### Directions for this task
A word-for-word copy of the records that follow is needed, with every picture omitted.

═══ Data to process ═══

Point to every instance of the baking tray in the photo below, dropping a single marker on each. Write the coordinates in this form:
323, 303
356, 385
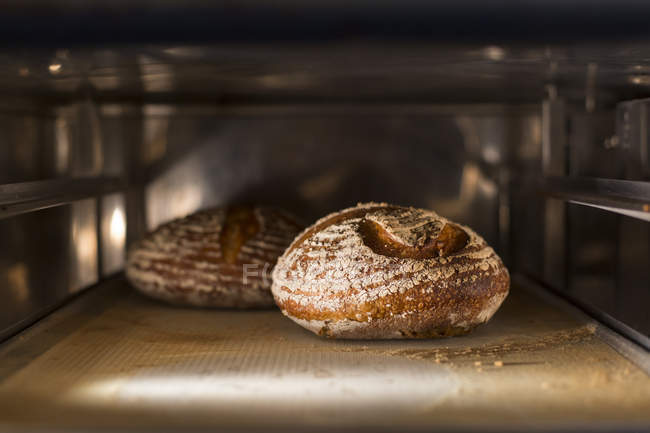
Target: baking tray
114, 359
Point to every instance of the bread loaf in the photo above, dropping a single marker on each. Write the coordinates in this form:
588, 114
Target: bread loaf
220, 257
382, 271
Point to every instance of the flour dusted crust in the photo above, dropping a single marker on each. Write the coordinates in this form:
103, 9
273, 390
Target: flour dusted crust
382, 271
220, 257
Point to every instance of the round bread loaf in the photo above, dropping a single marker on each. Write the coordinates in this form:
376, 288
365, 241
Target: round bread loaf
220, 257
382, 271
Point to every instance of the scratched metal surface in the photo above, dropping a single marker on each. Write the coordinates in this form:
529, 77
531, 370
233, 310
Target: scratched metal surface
114, 359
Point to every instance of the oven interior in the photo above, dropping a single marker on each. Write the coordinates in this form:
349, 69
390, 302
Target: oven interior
541, 148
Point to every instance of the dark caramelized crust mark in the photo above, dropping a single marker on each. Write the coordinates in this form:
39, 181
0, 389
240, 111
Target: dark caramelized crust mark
442, 243
239, 226
335, 219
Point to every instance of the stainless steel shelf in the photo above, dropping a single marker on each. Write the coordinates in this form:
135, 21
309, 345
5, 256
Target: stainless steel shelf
630, 198
18, 198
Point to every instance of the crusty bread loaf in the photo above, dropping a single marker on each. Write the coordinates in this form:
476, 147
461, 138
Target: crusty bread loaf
220, 257
381, 271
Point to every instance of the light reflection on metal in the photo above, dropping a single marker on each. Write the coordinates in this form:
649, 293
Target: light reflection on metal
269, 390
84, 244
62, 145
494, 53
643, 80
55, 68
113, 233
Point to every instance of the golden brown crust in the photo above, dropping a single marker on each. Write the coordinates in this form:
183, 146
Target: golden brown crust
220, 257
412, 274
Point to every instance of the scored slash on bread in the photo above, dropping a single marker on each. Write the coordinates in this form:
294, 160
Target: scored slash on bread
213, 258
383, 271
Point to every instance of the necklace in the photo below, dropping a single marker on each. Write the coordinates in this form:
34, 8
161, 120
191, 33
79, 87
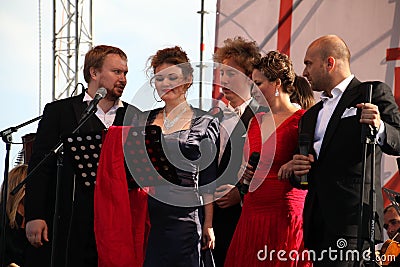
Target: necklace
168, 124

═══

### Written response
Point to every instance of the baking tray in the photo below, dropping a single marker on each. Write the coordinates in this form:
323, 303
356, 385
Target: baking tray
114, 359
Point to every instance of the bread loaf in the photo above, dropping a single marker on each. Write the coordinates in this form:
588, 114
Target: bread loaf
220, 257
382, 271
Point to every instance of the flour dusted crust in the photo above, dropping a single marker on each. Write the coordinates in this form:
103, 9
273, 390
Target: flour dusted crust
382, 271
220, 257
Point to every instance of the round bread loaf in the photo above, dropping a single marker on each. Write the coordinates in this form:
376, 288
365, 241
Target: round bread loaf
220, 257
382, 271
Point to every instance of the scratched metal surface in the photo above, dropping a single marker on each. Write the coordinates in this form:
529, 77
531, 370
233, 310
Target: scratched metal surface
114, 359
Point to every instance of the oven interior in the photo above, dropping a single marker on each. Write the coordinates in this form:
349, 69
390, 302
Target: oven interior
541, 148
Point to every instance of the dark caramelized crust mark in the photo above, dropping a single marker on each. Write the coordinates in this form:
39, 181
0, 389
240, 111
Target: dark caramelized crust mark
442, 243
239, 226
335, 219
Point to every instance of the stainless steel shelf in the photo above, dropping a single marker on each. Write the coordinates in this form:
135, 21
309, 345
5, 256
Target: stainless steel shelf
630, 198
18, 198
Point to every instance of the crusty bread loaf in the photo above, dropping a single marker on each. Write the coordinates in this form:
476, 147
461, 138
Target: crusty bread loaf
220, 257
381, 271
Point to every instance of the light reflection on metal in the photo above, dropping a single marker on each. Write the coordinates in this form:
649, 293
Target: light reflection on metal
269, 390
84, 244
62, 145
494, 53
643, 80
55, 68
113, 233
Point to every instance of the golden brown crust in the photo above, dropping a single marker on each. Write the coordinates in this form:
183, 146
Target: golden brown crust
220, 257
412, 274
Point to every instance of the scored slash on bread in the photo above, dropping a single marker on each. Write the coordinates in this form:
294, 160
Target: scored slash on bread
213, 258
383, 271
Point to every instance of the necklace in the photo below, dropping a single marker on each. Write the coordinates in this form:
34, 8
161, 120
191, 33
79, 87
Target: necklace
168, 124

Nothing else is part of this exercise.